--- Start of SUPPLIED ENTRIES ---

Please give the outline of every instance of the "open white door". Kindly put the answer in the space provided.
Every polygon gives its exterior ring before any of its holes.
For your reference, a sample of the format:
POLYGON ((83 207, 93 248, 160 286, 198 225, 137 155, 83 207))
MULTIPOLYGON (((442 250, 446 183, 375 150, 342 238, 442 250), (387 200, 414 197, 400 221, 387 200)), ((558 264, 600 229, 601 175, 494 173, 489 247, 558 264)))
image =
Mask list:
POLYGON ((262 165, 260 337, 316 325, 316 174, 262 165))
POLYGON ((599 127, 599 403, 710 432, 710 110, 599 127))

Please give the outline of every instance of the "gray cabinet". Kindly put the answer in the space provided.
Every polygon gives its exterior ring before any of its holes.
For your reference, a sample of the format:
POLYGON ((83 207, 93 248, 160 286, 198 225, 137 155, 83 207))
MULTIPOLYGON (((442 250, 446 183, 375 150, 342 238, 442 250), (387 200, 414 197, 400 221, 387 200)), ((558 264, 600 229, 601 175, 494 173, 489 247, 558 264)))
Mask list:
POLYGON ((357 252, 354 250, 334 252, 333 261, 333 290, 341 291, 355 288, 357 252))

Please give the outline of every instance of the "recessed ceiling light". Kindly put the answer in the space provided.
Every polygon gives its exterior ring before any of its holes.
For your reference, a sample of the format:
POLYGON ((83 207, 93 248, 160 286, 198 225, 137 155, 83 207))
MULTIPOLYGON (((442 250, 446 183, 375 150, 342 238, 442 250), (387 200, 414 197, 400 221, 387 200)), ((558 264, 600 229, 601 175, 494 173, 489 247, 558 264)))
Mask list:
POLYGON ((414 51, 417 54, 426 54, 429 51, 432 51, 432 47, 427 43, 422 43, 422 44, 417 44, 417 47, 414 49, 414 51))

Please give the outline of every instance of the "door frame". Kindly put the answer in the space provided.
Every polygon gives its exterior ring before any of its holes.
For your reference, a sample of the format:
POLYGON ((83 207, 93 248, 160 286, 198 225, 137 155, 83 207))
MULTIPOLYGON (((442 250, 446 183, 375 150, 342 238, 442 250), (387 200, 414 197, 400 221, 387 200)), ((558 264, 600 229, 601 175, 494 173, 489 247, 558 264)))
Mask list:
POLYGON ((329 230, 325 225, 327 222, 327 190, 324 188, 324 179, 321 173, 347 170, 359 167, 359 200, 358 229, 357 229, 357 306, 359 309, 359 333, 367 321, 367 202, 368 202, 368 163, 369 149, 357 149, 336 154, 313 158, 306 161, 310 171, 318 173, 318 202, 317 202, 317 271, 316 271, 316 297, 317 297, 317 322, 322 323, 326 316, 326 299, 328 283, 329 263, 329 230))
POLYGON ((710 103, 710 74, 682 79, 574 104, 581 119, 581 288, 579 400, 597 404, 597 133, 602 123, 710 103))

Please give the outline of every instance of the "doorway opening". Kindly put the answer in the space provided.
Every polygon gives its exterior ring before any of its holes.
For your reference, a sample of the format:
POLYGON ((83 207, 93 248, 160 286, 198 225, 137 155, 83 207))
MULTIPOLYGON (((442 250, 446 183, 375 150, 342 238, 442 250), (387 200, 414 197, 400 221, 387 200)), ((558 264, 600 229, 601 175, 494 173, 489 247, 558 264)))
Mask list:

--- End of SUPPLIED ENTRIES ---

» **REQUIRED WORK**
Copy word for word the stretch from the start of the rows through the line containing "POLYGON ((357 252, 354", both ends included.

» **EXERCISE SOLUTION**
Please give the outline of every instance of the "open white door". Kindly put the answer in the space provided.
Every polygon gives its exterior ring before any of its holes.
For your reference, a sample of the format:
POLYGON ((83 207, 93 248, 160 286, 198 225, 137 155, 83 207))
MULTIPOLYGON (((442 250, 446 183, 375 150, 342 238, 442 250), (387 200, 414 197, 400 221, 387 200)), ((558 264, 600 229, 601 175, 494 173, 489 247, 558 264)))
image =
Mask list:
POLYGON ((262 165, 260 337, 316 325, 316 174, 262 165))
POLYGON ((599 127, 599 403, 710 432, 710 110, 599 127))

Please give the outline of every instance of the "gray cabinet". Kindly put the answer in the space provided.
Every polygon gives its exterior ring before any of its holes.
For your reference, a sample of the format:
POLYGON ((83 207, 93 248, 160 286, 198 225, 137 155, 83 207))
MULTIPOLYGON (((442 250, 446 183, 375 150, 342 238, 442 250), (387 200, 414 197, 400 221, 387 200)), ((558 264, 600 229, 601 175, 494 173, 489 247, 558 264)))
Mask list:
POLYGON ((357 252, 354 250, 334 252, 333 261, 333 290, 341 291, 355 288, 357 252))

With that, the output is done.